What this task involves | Switch "khaki" to "olive" in the listing lines that begin at the one containing "Every instance of the smartphone" and end at the one containing "x=997 y=281", and give back only those lines with nothing else altered.
— START Records for the exercise —
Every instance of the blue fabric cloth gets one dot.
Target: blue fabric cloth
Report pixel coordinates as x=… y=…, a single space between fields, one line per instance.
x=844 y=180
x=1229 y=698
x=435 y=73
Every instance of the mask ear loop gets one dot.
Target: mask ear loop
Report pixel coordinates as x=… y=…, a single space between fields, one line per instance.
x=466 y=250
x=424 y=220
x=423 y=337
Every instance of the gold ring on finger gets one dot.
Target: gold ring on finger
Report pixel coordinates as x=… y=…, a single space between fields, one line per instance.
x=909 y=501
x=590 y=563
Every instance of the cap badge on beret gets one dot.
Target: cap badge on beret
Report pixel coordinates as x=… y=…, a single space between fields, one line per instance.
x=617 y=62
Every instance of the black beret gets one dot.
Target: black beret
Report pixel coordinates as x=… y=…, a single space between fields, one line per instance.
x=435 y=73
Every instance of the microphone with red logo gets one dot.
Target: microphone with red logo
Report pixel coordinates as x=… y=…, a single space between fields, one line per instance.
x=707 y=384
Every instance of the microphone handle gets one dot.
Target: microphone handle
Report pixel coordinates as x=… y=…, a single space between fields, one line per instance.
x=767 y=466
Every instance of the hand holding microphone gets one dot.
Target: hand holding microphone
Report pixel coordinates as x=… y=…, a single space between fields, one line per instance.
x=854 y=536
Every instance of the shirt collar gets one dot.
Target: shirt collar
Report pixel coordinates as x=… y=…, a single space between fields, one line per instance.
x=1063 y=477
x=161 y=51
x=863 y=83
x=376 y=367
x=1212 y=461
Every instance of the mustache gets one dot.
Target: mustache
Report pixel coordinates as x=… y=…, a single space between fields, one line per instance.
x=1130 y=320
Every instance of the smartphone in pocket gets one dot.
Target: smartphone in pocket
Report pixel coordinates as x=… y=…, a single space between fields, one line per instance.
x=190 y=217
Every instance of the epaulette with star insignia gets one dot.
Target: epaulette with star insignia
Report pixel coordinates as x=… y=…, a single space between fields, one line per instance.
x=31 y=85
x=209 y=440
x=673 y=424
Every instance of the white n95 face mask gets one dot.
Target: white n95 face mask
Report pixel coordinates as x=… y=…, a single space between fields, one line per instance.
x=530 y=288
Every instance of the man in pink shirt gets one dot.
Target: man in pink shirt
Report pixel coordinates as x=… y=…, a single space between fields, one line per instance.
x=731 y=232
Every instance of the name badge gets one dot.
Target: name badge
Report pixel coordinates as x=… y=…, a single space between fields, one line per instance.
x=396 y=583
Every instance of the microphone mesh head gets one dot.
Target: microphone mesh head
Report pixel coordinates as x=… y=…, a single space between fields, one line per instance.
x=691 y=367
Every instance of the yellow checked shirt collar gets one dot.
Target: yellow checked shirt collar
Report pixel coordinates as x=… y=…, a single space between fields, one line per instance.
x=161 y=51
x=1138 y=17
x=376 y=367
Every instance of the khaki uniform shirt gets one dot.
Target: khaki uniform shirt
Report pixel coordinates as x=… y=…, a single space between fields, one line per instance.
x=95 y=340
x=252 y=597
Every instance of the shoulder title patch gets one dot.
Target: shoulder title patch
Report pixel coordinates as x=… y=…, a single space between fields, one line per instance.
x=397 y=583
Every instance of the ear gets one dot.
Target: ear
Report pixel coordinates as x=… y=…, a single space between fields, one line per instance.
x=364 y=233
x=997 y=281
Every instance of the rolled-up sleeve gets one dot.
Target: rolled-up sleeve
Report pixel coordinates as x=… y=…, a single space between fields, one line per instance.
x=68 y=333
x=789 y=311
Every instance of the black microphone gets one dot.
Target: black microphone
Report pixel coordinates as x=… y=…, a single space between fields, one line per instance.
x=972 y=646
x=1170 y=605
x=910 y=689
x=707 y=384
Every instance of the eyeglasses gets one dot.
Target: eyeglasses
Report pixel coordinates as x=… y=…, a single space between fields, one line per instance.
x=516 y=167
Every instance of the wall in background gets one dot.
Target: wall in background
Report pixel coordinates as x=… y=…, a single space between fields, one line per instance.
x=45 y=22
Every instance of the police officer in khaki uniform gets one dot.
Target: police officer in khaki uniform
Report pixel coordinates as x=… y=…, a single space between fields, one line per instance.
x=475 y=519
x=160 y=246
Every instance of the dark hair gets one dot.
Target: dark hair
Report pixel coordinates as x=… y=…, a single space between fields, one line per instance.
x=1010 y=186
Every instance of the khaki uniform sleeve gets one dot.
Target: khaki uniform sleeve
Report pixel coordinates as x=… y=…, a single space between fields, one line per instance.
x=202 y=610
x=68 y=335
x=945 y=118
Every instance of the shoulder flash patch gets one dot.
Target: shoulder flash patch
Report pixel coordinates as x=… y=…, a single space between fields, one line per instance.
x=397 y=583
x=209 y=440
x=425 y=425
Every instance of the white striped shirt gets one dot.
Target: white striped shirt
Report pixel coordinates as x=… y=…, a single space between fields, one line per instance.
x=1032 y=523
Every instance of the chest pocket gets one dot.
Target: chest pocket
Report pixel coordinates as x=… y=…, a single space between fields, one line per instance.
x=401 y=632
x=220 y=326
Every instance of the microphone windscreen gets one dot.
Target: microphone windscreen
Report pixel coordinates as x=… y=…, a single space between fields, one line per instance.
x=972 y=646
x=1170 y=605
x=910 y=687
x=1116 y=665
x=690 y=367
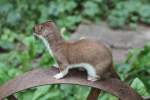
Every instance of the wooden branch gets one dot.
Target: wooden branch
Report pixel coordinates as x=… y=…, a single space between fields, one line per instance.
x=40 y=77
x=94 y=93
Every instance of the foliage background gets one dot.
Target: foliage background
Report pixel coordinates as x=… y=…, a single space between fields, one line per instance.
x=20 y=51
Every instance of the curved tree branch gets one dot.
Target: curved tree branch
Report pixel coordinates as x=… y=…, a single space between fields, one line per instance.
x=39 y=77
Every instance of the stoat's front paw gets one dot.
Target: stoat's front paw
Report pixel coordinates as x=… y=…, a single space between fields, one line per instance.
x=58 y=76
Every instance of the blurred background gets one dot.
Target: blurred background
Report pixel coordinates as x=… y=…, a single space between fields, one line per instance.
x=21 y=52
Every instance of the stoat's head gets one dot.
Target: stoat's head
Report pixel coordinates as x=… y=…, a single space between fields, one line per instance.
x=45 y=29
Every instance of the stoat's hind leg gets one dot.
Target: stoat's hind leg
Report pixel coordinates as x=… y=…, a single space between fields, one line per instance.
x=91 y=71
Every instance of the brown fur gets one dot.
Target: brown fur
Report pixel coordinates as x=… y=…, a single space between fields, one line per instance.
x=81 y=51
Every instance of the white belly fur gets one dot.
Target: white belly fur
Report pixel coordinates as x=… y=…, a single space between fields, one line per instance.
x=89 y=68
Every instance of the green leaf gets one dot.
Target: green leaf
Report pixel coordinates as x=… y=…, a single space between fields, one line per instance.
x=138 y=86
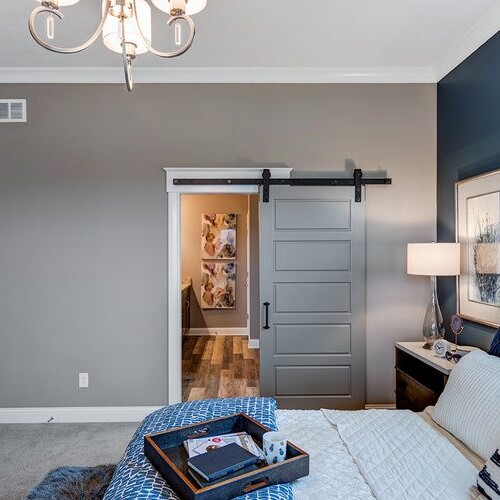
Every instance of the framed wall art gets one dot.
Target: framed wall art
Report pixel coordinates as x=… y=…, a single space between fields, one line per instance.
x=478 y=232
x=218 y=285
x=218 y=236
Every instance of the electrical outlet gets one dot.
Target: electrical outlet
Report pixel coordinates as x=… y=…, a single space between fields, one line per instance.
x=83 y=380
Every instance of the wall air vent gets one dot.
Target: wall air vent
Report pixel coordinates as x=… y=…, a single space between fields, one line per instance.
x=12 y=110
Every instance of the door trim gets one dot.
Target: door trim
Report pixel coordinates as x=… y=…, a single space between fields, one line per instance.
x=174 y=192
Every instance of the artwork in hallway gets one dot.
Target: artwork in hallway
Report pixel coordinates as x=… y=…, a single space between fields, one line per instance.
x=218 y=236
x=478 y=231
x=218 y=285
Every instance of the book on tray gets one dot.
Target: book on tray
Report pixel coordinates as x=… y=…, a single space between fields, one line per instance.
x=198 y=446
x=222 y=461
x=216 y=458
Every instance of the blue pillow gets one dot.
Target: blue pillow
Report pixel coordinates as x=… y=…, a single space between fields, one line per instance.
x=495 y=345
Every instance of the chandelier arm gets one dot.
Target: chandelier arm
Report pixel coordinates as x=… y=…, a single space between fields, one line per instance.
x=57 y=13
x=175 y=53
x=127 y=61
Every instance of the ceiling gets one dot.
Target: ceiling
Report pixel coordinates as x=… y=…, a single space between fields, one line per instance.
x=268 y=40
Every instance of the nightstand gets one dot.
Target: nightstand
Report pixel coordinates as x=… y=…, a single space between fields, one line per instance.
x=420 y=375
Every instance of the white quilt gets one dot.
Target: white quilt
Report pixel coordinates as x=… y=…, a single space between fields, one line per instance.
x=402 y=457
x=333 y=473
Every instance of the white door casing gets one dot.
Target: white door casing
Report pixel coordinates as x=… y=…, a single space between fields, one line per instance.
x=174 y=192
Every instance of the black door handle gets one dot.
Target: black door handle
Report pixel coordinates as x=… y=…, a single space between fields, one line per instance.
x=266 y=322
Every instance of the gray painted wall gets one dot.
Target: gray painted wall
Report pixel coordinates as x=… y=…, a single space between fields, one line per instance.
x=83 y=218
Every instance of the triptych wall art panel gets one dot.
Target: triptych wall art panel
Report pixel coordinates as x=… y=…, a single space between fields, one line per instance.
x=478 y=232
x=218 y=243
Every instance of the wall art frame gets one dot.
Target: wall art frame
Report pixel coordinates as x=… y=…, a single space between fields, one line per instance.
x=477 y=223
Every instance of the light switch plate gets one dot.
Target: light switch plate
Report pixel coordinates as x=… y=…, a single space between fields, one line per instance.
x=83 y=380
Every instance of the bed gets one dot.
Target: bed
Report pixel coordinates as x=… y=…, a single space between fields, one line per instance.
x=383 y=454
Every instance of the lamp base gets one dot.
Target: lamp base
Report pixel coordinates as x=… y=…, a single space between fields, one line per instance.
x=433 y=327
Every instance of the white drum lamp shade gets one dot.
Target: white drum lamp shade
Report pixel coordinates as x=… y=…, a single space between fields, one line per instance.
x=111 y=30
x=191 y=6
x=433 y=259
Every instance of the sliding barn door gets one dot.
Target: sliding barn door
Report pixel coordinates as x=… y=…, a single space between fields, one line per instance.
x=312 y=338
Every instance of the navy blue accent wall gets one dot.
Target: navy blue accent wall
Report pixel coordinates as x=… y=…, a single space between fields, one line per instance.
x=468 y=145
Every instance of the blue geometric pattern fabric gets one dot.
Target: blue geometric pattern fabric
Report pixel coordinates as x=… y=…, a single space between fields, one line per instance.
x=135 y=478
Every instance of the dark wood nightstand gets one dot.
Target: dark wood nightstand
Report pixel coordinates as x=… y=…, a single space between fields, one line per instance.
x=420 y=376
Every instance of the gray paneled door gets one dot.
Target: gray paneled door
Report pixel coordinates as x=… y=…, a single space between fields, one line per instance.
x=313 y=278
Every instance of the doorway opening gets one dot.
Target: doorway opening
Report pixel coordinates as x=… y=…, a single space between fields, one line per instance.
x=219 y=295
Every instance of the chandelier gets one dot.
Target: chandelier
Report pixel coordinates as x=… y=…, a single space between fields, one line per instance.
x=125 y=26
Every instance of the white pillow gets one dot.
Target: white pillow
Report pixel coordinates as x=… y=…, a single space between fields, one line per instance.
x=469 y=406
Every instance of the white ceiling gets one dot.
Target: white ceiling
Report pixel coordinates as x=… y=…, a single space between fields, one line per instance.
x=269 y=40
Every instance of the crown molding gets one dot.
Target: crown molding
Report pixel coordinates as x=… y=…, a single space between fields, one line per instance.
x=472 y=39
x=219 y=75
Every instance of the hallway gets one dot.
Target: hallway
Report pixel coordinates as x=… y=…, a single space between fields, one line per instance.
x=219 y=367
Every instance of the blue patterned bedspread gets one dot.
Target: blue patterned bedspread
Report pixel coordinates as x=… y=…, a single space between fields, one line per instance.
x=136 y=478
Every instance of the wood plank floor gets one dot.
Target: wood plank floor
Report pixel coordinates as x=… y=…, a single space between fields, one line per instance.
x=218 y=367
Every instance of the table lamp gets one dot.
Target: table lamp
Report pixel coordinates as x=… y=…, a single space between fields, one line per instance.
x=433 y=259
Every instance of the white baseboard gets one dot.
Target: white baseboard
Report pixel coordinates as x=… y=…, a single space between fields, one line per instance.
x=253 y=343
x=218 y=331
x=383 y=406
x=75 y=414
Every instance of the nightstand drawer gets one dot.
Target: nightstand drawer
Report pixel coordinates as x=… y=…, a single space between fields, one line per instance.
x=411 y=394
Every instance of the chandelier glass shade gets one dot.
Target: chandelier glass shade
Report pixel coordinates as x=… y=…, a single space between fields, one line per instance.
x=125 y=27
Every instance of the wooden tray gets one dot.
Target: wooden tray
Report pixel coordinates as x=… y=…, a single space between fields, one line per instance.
— END Records for the exercise —
The completed task |
Every instance of the smartphone in pocket gets one dot.
Target: smartphone in pocket
Report pixel coordinates as x=… y=…, a single space between fields, one line per instance.
x=190 y=217
Every instance of the epaulette with star insignia gets one dot.
Target: epaulette with star insignia
Report pixel coordinates as x=… y=…, a single space between fields, one line per instance.
x=31 y=85
x=209 y=440
x=673 y=424
Every instance of the white n95 face mask gets one dot.
Target: white n95 face mask
Report pixel coordinates as x=… y=…, a single space between fields, one line per instance.
x=530 y=288
Every instance of the man in pink shirt gets one dot.
Target: man in pink shirt
Report pixel coordinates as x=… y=…, a single space between fields, one line per instance.
x=731 y=232
Every instance of the name badge gets one dot.
Target: name badge
Report pixel coordinates as x=… y=…, a single space between fields, one line per instance.
x=396 y=583
Every instance of the microphone mesh head gets one dot.
Target: microphone mesh head
Report pixel coordinates as x=… y=…, a single space between fields, one line per instance.
x=691 y=367
Every instance of the yellow checked shirt collar gets one dot.
Target: yellow checked shirt collar
Report pixel coordinates as x=… y=…, a single space between fields, one line per instance.
x=161 y=51
x=1138 y=17
x=376 y=367
Every instance of the olive uniform shirt gets one dot.
Target: olive uniform shirt
Report pixel coordinates as x=… y=…, a single space between fields, one line per instance.
x=95 y=340
x=252 y=597
Every instance of the shoulder title patch gets one dot.
Target: shoulder title patch
Report pixel coordinates as x=… y=…, a single space between fields, one line per instance.
x=397 y=583
Every instance of the ear gets one dot.
Target: ear
Report pixel coordinates as x=… y=…, a single space between fields, one line per instance.
x=364 y=233
x=997 y=281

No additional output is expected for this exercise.